**Text:**
━━━━━━━━━━━━━━━━

So i was just wondering how you guys have dealed with it, and how do you live day by day without them??? Especially if any teens here have had a parent die, how do you guys make it through school, life etc.... Do you feel you never told them you loved them enough?

Sorry about the sad post!
 
Interesting post.

I'm not a teenager but will reply anyway.

You may find your dad isn't as depressed as you think. Adults have a lot more pressure and responsibility than you youngens, and life isn't always perfect. He may just well have other things on his mind.

You know the best thing to do if you are worried about him? Ask him to sit down with you and talk to him. If he is busy, tell him 'this is really important dad, I'm worried about you'. Just tell him exactly what you are feeling (and that you love him) and that you are concerned. Forget this masculine bull, just say it! (hey, cry if you can, he'll sit up and take notice) :)

If things aren't great, you sitting down with him may just remind him of the really important things and may well 'perk him up' a bit. I'm sure he will appreciate it.

The smoking is a problem. I too cough my guts up, mainly in the morning before or during my 'breakfast' (coffee and ciggie). They are killers and we should stop. Giving up smoking is VERY hard, I've battled with it for years.

━━━━━━━━━━━━━━━━

**Work order A:**
Decide whether each statement below agrees with the thread, and for each one answer yes or no and quote the words from the thread that decide it. (i) The person replying is a teenager. (ii) The reply suggests crying if possible. (iii) The person replying says that giving up smoking is easy.
**Work order B:**
Repeat the part of the thread from "So i was just" to "the sad post!" word for word.
**Work order C:**
According to the thread, when does the person replying mainly cough?

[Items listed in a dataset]
━━━━━━━━━━━━━━━━

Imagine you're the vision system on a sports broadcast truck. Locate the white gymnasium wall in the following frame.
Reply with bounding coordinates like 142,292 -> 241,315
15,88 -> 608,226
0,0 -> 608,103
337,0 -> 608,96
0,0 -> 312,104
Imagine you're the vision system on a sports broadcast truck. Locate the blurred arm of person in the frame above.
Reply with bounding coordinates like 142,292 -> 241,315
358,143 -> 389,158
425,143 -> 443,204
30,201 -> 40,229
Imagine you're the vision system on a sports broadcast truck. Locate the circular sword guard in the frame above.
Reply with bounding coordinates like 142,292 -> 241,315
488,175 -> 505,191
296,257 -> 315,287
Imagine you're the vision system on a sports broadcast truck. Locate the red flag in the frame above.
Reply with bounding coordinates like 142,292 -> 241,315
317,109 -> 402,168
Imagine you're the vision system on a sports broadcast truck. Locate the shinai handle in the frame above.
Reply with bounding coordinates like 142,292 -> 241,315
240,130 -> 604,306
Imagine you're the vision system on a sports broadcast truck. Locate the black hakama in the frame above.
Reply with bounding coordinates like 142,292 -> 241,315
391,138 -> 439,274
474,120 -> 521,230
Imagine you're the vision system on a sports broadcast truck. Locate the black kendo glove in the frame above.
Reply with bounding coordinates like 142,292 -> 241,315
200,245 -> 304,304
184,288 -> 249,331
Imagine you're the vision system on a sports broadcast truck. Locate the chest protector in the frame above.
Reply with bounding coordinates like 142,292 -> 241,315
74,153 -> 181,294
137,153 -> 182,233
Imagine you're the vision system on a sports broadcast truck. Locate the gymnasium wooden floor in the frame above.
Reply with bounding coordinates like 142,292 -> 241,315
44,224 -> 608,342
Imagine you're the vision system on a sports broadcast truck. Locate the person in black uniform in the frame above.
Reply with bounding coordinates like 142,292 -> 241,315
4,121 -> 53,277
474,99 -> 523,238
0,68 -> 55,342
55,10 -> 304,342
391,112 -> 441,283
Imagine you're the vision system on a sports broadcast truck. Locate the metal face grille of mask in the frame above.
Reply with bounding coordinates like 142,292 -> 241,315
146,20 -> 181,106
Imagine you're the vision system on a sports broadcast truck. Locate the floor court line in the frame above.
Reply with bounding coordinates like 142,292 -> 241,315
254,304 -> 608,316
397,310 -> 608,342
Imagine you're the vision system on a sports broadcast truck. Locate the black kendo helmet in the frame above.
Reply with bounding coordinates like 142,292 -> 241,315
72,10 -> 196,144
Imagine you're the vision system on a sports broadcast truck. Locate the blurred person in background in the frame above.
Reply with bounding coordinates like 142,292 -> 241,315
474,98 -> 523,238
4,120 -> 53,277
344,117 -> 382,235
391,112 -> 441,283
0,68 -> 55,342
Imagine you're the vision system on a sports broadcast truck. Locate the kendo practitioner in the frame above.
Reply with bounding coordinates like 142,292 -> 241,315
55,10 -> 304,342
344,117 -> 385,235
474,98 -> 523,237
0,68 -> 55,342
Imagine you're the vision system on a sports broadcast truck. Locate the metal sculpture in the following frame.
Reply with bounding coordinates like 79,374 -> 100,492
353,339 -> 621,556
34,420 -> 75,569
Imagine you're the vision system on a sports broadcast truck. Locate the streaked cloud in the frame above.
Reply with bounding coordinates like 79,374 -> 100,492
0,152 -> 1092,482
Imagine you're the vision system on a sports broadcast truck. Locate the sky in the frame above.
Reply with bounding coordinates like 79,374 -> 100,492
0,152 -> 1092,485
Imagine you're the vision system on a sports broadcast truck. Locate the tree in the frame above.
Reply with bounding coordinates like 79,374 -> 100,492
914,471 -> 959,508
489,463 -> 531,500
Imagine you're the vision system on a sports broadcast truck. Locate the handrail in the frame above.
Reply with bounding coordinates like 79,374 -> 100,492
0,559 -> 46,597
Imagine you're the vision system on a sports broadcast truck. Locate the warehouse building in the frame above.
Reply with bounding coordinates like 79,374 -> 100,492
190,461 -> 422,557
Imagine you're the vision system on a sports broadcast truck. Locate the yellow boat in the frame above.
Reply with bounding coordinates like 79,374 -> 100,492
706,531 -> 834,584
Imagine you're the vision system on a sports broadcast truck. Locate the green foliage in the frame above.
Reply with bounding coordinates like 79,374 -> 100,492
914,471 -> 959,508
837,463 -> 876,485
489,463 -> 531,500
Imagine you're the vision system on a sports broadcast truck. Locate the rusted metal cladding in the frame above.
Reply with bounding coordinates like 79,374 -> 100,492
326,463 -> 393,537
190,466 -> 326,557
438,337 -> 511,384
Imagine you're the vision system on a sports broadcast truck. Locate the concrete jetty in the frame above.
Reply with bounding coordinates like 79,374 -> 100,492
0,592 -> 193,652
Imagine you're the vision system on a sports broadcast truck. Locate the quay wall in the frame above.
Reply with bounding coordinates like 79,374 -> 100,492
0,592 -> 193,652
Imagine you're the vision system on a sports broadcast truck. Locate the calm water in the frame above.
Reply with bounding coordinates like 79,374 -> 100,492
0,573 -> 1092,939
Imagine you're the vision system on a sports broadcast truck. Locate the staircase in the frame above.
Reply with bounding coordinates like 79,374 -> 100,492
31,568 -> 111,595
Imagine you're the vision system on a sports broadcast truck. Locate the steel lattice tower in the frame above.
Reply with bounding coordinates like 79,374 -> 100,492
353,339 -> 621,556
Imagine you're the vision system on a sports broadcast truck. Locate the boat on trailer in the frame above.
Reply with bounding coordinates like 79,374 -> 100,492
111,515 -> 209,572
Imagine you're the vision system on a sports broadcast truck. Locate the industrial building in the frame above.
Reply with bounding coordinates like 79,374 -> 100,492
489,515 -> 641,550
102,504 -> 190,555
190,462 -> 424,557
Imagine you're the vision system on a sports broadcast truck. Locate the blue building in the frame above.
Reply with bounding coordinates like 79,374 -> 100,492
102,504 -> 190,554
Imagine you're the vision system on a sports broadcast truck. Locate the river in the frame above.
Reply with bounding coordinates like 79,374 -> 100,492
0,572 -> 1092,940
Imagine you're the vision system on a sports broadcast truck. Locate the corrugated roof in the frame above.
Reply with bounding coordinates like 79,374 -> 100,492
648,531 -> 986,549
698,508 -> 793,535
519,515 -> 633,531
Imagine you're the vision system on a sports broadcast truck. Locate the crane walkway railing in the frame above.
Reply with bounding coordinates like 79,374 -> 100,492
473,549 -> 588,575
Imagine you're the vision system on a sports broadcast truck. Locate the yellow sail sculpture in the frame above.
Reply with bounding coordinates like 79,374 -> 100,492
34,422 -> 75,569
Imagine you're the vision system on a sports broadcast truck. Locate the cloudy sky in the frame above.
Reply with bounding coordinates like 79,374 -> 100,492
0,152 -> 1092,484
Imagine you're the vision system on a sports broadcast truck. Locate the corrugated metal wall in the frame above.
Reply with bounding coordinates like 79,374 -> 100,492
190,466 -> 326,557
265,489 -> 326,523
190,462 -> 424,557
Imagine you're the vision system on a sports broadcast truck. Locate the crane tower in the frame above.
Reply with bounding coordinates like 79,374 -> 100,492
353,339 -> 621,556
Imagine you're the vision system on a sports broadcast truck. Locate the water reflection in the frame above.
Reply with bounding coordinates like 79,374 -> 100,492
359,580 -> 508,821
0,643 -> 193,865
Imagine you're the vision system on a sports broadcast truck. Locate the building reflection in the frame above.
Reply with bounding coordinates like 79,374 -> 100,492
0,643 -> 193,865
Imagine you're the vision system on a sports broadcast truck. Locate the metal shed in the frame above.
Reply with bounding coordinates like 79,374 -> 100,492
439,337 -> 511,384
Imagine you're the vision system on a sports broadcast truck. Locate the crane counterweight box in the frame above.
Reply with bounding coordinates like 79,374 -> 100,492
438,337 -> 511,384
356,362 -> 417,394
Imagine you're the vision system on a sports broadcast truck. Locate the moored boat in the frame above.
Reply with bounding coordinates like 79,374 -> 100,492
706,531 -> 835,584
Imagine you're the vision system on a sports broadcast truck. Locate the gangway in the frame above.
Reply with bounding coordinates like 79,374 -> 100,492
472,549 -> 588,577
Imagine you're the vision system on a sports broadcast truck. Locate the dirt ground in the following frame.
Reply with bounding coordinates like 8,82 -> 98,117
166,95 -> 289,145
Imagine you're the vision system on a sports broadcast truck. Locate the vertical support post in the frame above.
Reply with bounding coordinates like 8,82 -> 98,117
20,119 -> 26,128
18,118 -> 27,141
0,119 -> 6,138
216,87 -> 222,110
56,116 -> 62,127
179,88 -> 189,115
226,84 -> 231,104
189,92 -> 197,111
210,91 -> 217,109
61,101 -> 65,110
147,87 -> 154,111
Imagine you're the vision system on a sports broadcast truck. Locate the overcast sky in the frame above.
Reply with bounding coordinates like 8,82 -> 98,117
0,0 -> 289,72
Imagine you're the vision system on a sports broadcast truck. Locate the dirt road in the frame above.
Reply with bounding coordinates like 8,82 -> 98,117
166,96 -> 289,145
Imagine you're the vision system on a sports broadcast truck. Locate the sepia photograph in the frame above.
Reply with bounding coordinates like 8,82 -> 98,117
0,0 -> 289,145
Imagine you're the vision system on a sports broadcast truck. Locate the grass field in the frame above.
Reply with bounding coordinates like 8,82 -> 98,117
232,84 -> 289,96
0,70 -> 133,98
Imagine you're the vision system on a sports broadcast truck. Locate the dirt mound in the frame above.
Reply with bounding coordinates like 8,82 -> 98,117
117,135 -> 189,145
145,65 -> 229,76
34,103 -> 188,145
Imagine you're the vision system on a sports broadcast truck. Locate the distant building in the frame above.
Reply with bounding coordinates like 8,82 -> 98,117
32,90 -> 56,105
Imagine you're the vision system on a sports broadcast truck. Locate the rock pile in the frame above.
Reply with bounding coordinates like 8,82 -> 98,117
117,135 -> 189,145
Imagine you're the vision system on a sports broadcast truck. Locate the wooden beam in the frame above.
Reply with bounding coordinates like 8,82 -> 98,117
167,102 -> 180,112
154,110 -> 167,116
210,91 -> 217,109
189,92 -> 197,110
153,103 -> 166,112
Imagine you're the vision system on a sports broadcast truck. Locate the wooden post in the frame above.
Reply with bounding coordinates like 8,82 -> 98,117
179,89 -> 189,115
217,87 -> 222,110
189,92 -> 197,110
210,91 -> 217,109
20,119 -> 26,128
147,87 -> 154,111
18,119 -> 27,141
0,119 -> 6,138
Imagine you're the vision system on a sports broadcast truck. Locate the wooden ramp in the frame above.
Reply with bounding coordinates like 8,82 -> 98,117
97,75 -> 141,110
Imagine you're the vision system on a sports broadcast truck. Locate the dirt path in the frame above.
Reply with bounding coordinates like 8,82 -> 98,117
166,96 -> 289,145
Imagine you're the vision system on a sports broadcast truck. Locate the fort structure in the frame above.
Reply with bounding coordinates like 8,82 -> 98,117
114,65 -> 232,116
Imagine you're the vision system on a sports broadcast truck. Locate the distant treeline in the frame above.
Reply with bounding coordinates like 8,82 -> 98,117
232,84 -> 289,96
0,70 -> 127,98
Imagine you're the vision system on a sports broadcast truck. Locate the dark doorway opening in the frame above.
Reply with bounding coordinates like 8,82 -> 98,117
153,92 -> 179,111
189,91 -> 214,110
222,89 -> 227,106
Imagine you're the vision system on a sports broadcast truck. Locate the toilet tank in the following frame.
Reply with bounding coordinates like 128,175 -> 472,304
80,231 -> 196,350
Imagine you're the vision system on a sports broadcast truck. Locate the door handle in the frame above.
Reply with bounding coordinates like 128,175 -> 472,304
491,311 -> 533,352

━━━━━━━━━━━━━━━━

**Task answer A:**
(i) No: "I'm not a teenager but will reply anyway."
(ii) Yes: "hey, cry if you can, he'll sit up and take notice"
(iii) No: "Giving up smoking is VERY hard"

**Task answer B:**
So i was just wondering how you guys have dealed with it, and how do you live day by day without them??? Especially if any teens here have had a parent die, how do you guys make it through school, life etc.... Do you feel you never told them you loved them enough?

Sorry about the sad post!

**Task answer C:**
Mainly in the morning, before or during their "breakfast" of coffee and a cigarette.